Data entries:

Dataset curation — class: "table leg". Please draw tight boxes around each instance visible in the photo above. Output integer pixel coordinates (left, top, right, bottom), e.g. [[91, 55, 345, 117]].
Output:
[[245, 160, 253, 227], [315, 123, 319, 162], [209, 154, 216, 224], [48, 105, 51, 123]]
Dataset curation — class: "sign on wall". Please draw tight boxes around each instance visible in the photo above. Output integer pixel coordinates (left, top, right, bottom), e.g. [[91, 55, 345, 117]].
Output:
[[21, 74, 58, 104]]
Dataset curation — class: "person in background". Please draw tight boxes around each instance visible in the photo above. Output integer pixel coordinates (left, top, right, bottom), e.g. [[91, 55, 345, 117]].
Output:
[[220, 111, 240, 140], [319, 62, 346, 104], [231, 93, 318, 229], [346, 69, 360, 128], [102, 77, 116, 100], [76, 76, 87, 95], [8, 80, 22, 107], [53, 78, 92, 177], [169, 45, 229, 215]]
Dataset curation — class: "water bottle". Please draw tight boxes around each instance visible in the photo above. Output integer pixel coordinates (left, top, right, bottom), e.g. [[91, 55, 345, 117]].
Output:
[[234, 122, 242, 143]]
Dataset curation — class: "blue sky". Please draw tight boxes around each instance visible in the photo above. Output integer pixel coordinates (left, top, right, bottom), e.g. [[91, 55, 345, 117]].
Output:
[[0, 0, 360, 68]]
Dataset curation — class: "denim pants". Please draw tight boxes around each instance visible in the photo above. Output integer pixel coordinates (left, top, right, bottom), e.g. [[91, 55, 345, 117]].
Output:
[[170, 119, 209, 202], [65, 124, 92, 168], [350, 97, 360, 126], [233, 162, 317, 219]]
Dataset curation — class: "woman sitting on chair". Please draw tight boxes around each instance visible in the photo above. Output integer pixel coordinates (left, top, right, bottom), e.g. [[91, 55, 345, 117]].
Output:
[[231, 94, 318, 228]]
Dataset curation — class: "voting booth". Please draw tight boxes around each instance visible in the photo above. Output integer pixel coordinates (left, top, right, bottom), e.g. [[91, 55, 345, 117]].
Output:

- EXERCISE REQUIREMENTS:
Reproduce every one of the records above word for word, changing nothing.

- WRITTEN ANSWER:
Dataset curation — class: "table leg". Please draw tight boxes around each instance visible in the photo above. Output integer pixel coordinates (left, top, right, bottom), e.g. [[91, 55, 345, 117]].
Output:
[[245, 160, 253, 227], [315, 123, 319, 162], [209, 154, 216, 224], [48, 105, 51, 123]]
Dataset curation — class: "sign on wall". Please draw tight boxes around each instance visible in the photo above. Output integer pixel coordinates (left, top, right, bottom), e.g. [[91, 55, 345, 117]].
Output:
[[21, 74, 58, 104]]
Dataset curation — class: "person in background". Please draw tight boxes around each instance visible in the photo above. Output integer pixel coordinates (left, top, right, bottom), e.g. [[91, 55, 345, 117]].
Output:
[[220, 111, 240, 140], [319, 62, 346, 104], [231, 93, 318, 229], [346, 69, 360, 128], [102, 77, 116, 100], [76, 76, 87, 95], [8, 80, 22, 107], [53, 78, 92, 177], [169, 45, 229, 215]]
Dataset curation — class: "water bottle". Please draw tight boxes around each instance visible in the photo above. Output integer pixel coordinates (left, top, right, bottom), e.g. [[91, 55, 345, 117]].
Output:
[[234, 122, 242, 143]]
Dataset curation — class: "blue sky". Please draw tight boxes around each instance visible in the photo above. Output integer pixel coordinates (left, top, right, bottom), e.g. [[91, 55, 345, 117]].
Output:
[[0, 0, 360, 68]]
Dataset curation — class: "denim pants". Please draw tight boxes around each instance visible in the photo above. Output integer pixel coordinates (left, top, right, bottom), e.g. [[91, 55, 345, 117]].
Output:
[[170, 119, 209, 202], [65, 124, 92, 168], [350, 97, 360, 126], [233, 162, 317, 219]]
Dataset curation — class: "woman sitting on chair". Please draw tight boxes around each instance visible in the photo above. Output integer pixel coordinates (left, top, right, bottom), e.g. [[91, 55, 345, 117]].
Output:
[[231, 94, 318, 228]]
Dataset curation — class: "voting booth". Please draw tight boxes around each instance visible in the photo above. Output integer pixel coordinates (left, top, right, bottom), e.g. [[91, 55, 345, 117]].
Output:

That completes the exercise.